* _SET TASK 1_:
Summarize the forum excerpt below in two sentences.

──────── SELECTED PASSAGE

Just in case those terms need definition, luma is the brightness/intensity, and chroma is the colour/hue. You can change brightness at higher resolution than colour, because that's how video signals are designed. (They modelled their bandwidth usage on how good our eyes are at perceiving these things.)
iNCEPTIONAL wrote: Sat May 07, 2022 1:55 pmAnd, most TVs at the time were 640x480p as far as I recall.
RGB monitors are capable of a clean 640x480p. Composite television is not, and it definitely can't do progressive scan. SNES can't do 480p either.

If you have an RGB setup you can definitely get a clean 512px with a good monitor. Not many consumers had this sort of thing during the SNES' lifetime.
iNCEPTIONAL

Re: Two Ship mode 5 hires + interlaced comparison

Post by iNCEPTIONAL »

rainwarrior wrote: Sat May 07, 2022 2:18 pm
Señor Ventura wrote: Sat May 07, 2022 11:15 amI will never undertand how games with static screen doesen't used 512x224 or 512x448...
If you wanna play "what if" with any specific game, I'd recommend opening up that game in Mesen-S and taking a look in the tile viewer. Figure out how much space is empty during the title screen or whatever you're proposing. See if there's space to double or triple the tiles there. (I guess while you're at it look for equivalent empty space in the ROM.)

────────────────
──────── DATA FOR THE TASK

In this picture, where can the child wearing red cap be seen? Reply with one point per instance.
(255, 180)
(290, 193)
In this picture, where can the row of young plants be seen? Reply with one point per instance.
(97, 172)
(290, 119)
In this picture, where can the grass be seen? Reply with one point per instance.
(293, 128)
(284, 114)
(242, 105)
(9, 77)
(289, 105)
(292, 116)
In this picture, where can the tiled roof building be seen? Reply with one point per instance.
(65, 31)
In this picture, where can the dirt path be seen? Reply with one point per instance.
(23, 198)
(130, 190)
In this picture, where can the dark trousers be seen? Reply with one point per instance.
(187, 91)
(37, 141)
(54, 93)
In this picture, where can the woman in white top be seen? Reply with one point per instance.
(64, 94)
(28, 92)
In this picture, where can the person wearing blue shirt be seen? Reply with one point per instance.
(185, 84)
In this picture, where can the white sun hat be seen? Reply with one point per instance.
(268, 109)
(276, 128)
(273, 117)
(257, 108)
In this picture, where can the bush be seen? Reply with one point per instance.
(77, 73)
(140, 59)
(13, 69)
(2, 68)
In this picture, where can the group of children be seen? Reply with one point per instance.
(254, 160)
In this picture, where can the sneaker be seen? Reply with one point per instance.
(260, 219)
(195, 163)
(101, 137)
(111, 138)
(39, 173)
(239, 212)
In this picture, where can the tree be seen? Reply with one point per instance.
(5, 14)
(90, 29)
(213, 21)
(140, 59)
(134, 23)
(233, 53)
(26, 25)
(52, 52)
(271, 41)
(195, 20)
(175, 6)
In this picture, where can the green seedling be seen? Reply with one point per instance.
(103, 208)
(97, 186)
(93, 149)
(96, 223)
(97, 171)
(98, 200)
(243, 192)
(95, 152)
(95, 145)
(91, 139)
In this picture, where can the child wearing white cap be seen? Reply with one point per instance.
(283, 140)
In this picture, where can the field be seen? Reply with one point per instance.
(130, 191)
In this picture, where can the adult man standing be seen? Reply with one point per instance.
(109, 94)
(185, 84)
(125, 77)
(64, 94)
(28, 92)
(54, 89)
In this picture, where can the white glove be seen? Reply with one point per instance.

────────────────

* _SET TASK 2_:
Locate every line in the listing above that contains the string "white" and copy each one. Case counts.

* _TASK ANSWER 1_:
The forum excerpt defines luma as brightness and chroma as color, and says video signals allow brightness to change at a higher resolution than color. It says composite television cannot give a clean 640x480p or progressive scan, the SNES cannot output 480p, and an RGB setup with a good monitor can show a clean 512px, while one poster suggests checking a game's tiles in Mesen-S to test "what if" ideas.

* _TASK ANSWER 2_:
In this picture, where can the woman in white top be seen? Reply with one point per instance.
In this picture, where can the white sun hat be seen? Reply with one point per instance.
In this picture, where can the child wearing white cap be seen? Reply with one point per instance.
In this picture, where can the white glove be seen? Reply with one point per instance.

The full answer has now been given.